L’Unione europea ha raggiunto rapidamente un accordo politico sulla legge sulle materie prime critiche (CRMA) e ieri gli eurodeputati hanno dato ilvia libera al testo finale, la EU Raw Materials Coalition, che rappresenta più di 50 organizzazioni della società civile di tutta Europa, coordinata da Robin Roels dell’European Environmental Bureau (EEB, al quale aderisce anche Legambientee), evidenzia alcuni dei risultati e mencanze del testo finale del CRMA. Per gli ambientalisti la riduzione del consumo di materie prime e la circolarità sono state  un’occasione persa, ma c’è il potenziale per poter agire ancora: «Per ottenere catene di approvvigionamento sicure come delineato nel CRMA, è fondamentale esaminare attentamente le proiezioni della domanda e attuare politiche per ridurre gli sprechi. Pur mancando obiettivi specifici di riduzione, il testo finale obbligherà la Commissione a valutare regolarmente i progressi dell’Ue nel raggiungimento di obiettivi specifici sulle materie prime per gestire il previsto aumento dei consumi».

Ma la EU Raw Materials Coalition fa notare che «La gestione delle proiezioni della domanda si basa principalmente sullo sviluppo tecnologico e sull’efficienza delle risorse, senza però tenere conto delle misure di sufficienza». Altri miglioramenti apprezzati includono l’aumento dell’obiettivo di riciclaggio al 25%, che, insieme ad altre misure di circolarità, potrebbe potenzialmente contribuire a ridurre il consumo complessivo di materie prime.

Secondo Roels, «L’Ue e gli Stati membri devono dare priorità a strategie realistiche per ridurre la domanda di materie prime, diminuendo così la criticità e mitigando i rischi ambientali e sociali. La Raw Materials Coalition sostiene obiettivi specifici e, sebbene l’attuale linguaggio della CRMA sulla moderazione della domanda sia un punto di partenza, è necessario un ulteriore sviluppo da parte delle istituzioni implementatrici. Prevediamo sforzi di collaborazione nei prossimi anni».

La coalizione accogli con favore la maggiore enfasi sul coinvolgimento delle comunità, così come l’inclusione della Dichiarazione delle Nazioni Unite sui diritti dei popoli indigeni (UNDRIP) e lo status di osservatore nel Critical Raw Materials Board per la società civile e le comunità colpite. «Tuttavia – fanno notare le organizzazioni –  il riconoscimento esplicito e vincolante del diritto dei popoli indigeni al consenso libero, preventivo e informato (FPIC), come proposto dal Parlamento europeo e richiesto dalle organizzazioni dei popoli indigeni, non è stato incluso nel testo finale. Dato che più della metà delle materie prime considerate strategiche si trovano all’interno o nelle vicinanze dei territori delle popolazioni indigene, i diritti delle popolazioni indigene devono essere messi al centro».

Scopo dell'esercizio:
Rispondi a queste domande sul testo dedicato alla legge europea sulle materie prime critiche:
1. Quante organizzazioni della società civile rappresenta la EU Raw Materials Coalition?
2. A quale percentuale è stato portato l'obiettivo di riciclaggio?
3. Quale diritto dei popoli indigeni non è stato incluso nel testo finale?
Rispondi basandoti soltanto sul testo.

Dati forniti:
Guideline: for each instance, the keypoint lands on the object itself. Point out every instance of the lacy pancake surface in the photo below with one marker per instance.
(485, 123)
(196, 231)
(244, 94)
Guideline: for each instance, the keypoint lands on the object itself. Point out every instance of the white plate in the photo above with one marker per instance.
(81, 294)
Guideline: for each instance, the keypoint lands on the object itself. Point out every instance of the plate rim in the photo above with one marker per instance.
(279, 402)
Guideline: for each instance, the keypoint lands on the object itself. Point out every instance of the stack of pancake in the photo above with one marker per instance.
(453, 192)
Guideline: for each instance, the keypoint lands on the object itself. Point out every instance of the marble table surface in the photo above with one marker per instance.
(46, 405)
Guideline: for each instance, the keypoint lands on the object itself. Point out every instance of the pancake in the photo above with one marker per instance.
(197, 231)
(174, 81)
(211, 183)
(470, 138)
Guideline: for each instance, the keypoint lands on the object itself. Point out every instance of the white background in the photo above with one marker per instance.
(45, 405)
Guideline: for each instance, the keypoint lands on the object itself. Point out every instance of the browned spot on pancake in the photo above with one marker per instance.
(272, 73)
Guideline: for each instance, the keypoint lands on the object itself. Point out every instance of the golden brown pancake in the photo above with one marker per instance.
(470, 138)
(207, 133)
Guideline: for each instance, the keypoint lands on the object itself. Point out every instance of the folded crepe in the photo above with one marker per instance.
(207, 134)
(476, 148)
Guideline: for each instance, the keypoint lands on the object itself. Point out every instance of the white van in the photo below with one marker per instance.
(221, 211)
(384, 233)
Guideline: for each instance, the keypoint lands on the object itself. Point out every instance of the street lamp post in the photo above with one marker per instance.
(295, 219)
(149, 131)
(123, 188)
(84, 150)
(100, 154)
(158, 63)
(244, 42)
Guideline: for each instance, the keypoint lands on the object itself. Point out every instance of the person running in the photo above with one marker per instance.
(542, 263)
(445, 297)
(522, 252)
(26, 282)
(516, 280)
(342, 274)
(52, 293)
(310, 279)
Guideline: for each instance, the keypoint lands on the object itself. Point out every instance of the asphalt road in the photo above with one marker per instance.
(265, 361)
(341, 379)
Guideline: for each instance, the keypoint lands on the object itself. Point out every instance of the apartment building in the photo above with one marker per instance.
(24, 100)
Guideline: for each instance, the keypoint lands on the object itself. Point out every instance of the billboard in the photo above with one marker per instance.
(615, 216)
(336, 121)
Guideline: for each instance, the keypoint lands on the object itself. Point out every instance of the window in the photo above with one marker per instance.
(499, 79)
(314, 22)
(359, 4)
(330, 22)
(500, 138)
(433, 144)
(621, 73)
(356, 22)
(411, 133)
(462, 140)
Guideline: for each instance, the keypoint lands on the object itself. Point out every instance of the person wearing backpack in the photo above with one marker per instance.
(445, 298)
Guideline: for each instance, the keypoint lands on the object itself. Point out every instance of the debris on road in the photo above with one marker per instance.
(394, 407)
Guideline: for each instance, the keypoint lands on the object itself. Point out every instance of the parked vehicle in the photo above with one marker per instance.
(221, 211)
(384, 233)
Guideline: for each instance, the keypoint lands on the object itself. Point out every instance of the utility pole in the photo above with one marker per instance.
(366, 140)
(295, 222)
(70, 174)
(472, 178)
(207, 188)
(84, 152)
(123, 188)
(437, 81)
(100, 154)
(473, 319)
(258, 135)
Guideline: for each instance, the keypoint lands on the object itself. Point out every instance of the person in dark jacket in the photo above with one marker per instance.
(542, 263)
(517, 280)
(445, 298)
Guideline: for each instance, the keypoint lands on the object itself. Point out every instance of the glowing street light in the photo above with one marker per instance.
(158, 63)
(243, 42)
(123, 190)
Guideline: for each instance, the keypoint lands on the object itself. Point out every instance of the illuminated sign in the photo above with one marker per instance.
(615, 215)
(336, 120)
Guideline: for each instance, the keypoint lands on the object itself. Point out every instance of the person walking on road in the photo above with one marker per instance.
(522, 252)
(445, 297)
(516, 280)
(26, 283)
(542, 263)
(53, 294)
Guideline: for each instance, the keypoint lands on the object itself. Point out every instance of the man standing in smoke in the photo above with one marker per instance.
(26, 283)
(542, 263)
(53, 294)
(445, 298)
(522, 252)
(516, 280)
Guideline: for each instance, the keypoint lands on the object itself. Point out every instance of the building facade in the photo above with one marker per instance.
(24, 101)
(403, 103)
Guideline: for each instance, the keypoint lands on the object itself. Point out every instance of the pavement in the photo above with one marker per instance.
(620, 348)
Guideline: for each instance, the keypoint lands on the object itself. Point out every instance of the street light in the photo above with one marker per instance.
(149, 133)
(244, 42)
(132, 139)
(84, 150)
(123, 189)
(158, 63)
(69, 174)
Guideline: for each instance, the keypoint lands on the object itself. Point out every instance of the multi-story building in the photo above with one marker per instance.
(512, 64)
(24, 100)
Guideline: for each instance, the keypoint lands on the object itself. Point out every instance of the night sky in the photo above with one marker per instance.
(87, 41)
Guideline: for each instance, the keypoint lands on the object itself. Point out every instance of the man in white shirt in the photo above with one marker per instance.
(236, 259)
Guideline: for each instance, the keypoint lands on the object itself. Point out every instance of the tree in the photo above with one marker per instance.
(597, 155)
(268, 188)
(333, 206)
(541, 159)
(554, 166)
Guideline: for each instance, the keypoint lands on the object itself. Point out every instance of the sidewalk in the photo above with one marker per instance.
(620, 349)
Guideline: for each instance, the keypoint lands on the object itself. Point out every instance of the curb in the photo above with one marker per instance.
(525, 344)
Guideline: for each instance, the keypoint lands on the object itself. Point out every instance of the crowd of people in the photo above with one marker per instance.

In risposta:
1. Più di 50 organizzazioni della società civile di tutta Europa.
2. Al 25%.
3. Il diritto al consenso libero, preventivo e informato (FPIC).